Copy the material below word for word, keeping every line of text and every coordinate pair. Leave out any picture.

(Collected data)
★ ★ ★ ★
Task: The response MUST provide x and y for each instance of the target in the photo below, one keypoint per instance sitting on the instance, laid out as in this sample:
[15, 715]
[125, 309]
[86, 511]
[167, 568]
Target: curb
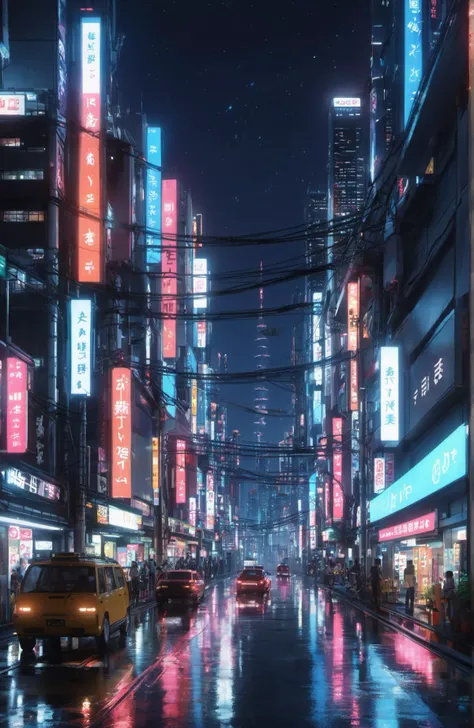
★ ★ ★ ★
Solution —
Task: The response MUST provide x and y for each instance of the target in the photo below, one keypoint per instance sitting on the instance, laid out as in this sample:
[15, 715]
[125, 309]
[86, 511]
[167, 568]
Target: curb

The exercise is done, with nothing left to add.